>> BEGIN PROVIDED DATA

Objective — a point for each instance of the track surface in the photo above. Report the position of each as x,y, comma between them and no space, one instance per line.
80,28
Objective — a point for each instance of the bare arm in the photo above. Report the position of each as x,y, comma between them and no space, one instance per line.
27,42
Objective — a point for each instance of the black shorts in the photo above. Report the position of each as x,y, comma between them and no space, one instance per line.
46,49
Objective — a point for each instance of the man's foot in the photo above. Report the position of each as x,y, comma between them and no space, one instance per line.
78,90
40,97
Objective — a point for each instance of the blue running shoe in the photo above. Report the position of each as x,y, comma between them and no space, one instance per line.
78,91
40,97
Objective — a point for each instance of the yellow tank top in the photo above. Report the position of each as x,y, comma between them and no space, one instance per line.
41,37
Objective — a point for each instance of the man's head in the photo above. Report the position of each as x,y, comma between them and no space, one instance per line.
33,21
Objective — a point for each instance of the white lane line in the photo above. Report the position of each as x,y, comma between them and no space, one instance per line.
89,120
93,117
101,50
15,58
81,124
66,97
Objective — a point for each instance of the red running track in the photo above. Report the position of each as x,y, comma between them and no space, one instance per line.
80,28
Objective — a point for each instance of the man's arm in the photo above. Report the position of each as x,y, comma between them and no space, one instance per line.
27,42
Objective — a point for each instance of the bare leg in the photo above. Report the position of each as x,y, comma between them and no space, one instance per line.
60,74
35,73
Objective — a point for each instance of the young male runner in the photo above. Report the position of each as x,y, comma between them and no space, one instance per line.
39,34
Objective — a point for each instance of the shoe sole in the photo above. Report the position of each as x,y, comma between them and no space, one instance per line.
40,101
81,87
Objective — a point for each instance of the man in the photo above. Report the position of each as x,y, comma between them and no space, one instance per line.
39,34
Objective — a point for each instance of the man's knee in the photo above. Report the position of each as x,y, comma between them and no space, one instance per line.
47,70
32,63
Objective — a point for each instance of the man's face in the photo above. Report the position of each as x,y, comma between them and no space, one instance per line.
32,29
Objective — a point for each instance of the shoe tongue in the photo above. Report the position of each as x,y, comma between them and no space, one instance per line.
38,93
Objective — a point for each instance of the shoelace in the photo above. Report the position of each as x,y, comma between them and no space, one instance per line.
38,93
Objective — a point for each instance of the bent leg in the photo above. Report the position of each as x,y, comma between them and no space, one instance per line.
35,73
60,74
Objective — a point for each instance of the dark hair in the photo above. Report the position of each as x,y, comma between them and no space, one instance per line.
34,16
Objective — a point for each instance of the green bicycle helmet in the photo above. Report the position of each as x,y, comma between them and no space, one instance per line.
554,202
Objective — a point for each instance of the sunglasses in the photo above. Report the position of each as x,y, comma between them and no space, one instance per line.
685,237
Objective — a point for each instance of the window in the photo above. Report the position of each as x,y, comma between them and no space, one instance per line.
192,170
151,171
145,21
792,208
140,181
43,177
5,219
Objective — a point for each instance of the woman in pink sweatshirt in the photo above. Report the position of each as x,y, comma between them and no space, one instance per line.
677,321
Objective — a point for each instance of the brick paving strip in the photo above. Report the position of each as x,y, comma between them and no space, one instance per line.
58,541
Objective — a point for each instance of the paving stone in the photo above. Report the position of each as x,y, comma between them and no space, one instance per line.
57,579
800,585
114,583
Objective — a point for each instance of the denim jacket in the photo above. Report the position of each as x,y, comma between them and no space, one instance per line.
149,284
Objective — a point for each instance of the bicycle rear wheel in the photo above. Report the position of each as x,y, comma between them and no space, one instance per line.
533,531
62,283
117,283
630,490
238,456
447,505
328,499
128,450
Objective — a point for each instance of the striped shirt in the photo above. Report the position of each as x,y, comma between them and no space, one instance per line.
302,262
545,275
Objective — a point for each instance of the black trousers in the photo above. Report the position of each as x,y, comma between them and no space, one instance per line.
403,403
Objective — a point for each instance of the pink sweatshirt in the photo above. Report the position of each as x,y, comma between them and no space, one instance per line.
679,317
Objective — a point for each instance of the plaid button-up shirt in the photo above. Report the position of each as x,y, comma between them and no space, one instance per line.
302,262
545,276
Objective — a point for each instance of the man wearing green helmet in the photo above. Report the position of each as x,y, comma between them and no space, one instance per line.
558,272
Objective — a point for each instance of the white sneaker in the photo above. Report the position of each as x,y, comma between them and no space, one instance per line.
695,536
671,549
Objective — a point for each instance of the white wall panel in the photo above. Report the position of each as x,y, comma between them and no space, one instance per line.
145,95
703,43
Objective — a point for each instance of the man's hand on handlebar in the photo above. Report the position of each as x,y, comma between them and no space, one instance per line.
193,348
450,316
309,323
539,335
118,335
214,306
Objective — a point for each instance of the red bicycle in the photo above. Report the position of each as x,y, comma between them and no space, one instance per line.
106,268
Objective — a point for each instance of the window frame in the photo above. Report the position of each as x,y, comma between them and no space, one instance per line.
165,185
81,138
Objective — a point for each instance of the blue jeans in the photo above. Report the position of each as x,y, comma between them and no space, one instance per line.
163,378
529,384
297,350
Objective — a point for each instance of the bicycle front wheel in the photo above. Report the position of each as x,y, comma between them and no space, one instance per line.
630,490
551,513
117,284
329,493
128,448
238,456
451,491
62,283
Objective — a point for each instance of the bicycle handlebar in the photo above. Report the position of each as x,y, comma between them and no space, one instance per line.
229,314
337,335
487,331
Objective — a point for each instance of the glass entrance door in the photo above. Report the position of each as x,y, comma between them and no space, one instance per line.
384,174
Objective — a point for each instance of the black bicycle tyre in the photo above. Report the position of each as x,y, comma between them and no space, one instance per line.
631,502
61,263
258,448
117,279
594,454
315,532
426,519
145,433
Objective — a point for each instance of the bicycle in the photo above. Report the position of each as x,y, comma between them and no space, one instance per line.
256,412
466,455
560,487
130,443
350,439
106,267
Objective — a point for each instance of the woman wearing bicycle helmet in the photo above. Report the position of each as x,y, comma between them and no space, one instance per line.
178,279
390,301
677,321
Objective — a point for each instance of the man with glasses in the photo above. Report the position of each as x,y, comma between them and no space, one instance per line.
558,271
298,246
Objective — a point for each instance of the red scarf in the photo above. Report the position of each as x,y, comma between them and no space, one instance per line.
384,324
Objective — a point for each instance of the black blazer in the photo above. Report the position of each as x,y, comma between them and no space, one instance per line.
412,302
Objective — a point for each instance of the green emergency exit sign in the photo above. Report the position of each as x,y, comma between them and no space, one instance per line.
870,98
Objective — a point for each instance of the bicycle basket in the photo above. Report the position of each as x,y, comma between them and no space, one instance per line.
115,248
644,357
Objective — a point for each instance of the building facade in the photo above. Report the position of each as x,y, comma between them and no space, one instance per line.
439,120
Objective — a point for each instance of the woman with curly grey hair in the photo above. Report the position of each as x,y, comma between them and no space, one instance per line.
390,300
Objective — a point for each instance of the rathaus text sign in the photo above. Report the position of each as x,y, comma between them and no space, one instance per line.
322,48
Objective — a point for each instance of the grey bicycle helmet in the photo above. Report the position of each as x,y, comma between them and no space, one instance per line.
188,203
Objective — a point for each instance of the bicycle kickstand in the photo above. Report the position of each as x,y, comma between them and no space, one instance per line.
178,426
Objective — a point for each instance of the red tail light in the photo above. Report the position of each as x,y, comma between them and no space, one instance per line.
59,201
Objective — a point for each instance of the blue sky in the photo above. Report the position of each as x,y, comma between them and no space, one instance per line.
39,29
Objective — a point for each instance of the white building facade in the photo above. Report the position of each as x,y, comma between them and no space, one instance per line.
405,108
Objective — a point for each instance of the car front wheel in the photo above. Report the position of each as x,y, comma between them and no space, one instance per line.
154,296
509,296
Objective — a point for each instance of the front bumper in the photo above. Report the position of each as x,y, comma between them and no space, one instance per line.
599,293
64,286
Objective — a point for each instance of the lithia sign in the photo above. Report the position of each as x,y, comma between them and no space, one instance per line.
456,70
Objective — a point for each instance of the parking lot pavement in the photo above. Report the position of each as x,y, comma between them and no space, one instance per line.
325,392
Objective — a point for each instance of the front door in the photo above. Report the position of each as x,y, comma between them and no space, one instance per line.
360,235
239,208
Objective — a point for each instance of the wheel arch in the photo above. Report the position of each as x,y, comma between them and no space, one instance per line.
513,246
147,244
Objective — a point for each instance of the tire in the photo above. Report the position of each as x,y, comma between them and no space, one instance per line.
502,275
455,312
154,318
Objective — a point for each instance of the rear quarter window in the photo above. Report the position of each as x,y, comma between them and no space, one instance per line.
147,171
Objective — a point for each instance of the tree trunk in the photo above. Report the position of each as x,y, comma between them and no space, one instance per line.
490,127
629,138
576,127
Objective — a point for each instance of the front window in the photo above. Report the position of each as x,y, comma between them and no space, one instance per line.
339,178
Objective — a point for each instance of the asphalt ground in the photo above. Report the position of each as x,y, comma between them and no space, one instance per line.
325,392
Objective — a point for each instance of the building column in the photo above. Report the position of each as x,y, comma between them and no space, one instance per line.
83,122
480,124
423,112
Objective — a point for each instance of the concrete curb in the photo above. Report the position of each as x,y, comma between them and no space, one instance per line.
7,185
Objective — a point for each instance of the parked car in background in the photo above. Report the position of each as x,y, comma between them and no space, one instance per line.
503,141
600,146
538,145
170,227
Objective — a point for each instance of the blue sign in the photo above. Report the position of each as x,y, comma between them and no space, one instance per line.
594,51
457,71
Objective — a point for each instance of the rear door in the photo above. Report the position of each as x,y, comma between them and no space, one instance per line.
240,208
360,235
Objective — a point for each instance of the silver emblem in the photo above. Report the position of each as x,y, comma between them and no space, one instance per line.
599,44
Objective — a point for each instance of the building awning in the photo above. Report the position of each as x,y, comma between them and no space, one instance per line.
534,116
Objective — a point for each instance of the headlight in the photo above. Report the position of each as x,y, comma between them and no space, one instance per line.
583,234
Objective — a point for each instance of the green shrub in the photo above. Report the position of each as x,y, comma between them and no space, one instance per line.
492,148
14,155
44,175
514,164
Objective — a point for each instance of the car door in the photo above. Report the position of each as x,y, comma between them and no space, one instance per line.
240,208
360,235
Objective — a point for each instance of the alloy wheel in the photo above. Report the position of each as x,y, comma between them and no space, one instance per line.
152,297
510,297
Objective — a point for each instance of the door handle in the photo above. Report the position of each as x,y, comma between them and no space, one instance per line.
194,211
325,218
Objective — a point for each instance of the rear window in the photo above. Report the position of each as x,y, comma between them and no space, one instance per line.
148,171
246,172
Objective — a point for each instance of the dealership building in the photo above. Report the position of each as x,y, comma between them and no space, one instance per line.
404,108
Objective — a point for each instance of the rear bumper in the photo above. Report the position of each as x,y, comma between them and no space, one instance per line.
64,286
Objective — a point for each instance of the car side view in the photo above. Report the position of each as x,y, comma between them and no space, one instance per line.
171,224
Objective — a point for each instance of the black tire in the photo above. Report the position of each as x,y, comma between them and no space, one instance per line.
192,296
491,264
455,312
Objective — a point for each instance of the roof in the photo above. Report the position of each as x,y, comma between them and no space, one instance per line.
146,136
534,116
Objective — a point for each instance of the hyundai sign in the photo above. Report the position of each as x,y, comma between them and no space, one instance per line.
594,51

>> END PROVIDED DATA

SET EXERCISE:
Rescale the lines that begin at the one containing "Objective — a point for each instance of the car side" and run through the final line above. Rewrite each of these lines, requests included, and multiply every x and y coordinate in the answers by 2.3, rounding to the nearest whole number with halves rounded up.

EXPECTED ANSWER:
Objective — a point for each instance of the car side view in the photo above. Report the position of each as x,y, comma between them and no space, one instance per line.
393,515
Objective — a point for each instance of the black tire in the photo above. Report the position of each as x,y, comma between them and no space, one instance per line.
442,681
1129,607
1047,718
Objective — a point for each instance of the roof in the photo above. Report the position of each as x,y, comma between them and no space, one instance per line.
336,313
1228,267
Objective — a point for each instance of the hyundai sign in the photo above. Report the position of each as x,y, comma between them and no space, one instance per line.
1366,117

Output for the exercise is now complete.